- [Your goal]: Update the listing below by replacing every "one point per instance" with "a single point for each instance" and leaving everything else unchanged. Omit the pictures from your answer.

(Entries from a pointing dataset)
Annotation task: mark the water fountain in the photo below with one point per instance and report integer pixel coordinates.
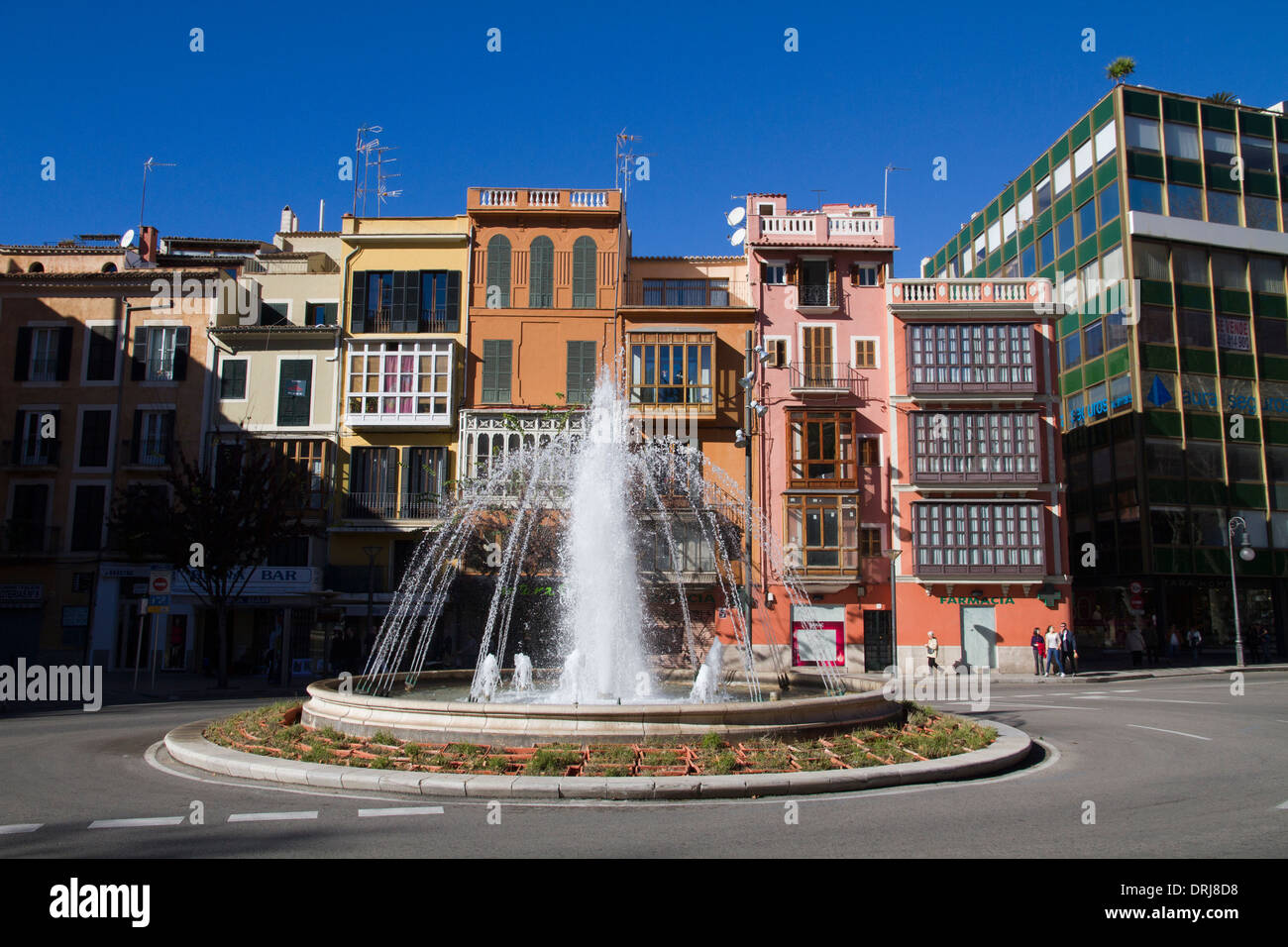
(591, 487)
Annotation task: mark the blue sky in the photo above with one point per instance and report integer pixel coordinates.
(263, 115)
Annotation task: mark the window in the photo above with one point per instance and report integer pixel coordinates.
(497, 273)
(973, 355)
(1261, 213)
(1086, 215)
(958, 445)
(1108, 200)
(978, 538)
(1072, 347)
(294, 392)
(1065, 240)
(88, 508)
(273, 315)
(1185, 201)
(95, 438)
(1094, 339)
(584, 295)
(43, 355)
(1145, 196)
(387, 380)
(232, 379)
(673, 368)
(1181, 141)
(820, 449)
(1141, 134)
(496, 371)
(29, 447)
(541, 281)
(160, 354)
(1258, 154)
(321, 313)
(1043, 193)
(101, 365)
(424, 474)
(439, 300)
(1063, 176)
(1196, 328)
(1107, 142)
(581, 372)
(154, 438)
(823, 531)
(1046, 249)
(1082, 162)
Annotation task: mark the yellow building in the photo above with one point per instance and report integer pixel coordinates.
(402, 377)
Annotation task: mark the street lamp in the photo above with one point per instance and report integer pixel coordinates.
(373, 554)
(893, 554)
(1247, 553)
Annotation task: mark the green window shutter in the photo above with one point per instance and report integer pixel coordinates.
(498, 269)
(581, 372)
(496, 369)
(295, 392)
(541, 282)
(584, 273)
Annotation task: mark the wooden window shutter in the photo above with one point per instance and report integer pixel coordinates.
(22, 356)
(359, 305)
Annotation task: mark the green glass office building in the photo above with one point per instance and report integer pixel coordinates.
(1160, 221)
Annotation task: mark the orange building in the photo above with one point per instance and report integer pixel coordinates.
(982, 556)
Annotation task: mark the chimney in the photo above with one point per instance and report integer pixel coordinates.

- [Answer to this exercise]:
Annotation task: mark the water fountain in the photo below with a single point for each instance and report integer pixel coordinates.
(591, 487)
Annotation task: mark the blue sky in the photo above with a single point for each instance and report integer pixel coordinates.
(263, 115)
Annotation task: mark the window in the photo above with a single point for each instance and report integer pixel coordinates.
(497, 273)
(973, 355)
(1261, 213)
(1086, 215)
(958, 445)
(1108, 200)
(978, 538)
(1072, 347)
(294, 392)
(1065, 240)
(88, 508)
(273, 315)
(1185, 201)
(95, 438)
(1094, 339)
(584, 295)
(43, 355)
(1145, 196)
(387, 380)
(232, 379)
(673, 368)
(1181, 141)
(820, 449)
(1141, 134)
(496, 371)
(29, 447)
(541, 281)
(160, 354)
(1258, 154)
(321, 313)
(1043, 193)
(101, 365)
(424, 474)
(439, 300)
(1063, 176)
(1196, 328)
(1107, 142)
(581, 372)
(154, 438)
(823, 531)
(1046, 249)
(1082, 162)
Annotation task: mark the yellow building in the photo above with a single point for each instance and report integer pixel coordinates.
(402, 377)
Annotation task: mark the street lamp in the photo above with a single point for each instance and report integer pixel coordinates.
(373, 554)
(893, 554)
(1247, 553)
Annotation task: mark the green window shutter in the photo above with a single point for each instance and report integer pixel coordinates.
(498, 269)
(581, 372)
(496, 369)
(295, 392)
(541, 282)
(584, 273)
Annotation task: mark the wooden window shutter in the photo above with a single point for each instance and report integer pixel coordinates.
(22, 356)
(359, 305)
Annotation task: mark the green glass office building in the photo above with a single point for each instance and report integer pixel coordinates.
(1160, 221)
Annotation task: mark the orange building in the photo above with a single point for each instance and report integer pixel coordinates.
(982, 556)
Annotation task: mark the chimney in the photo above with a single point for each instance and report integer pixel coordinates.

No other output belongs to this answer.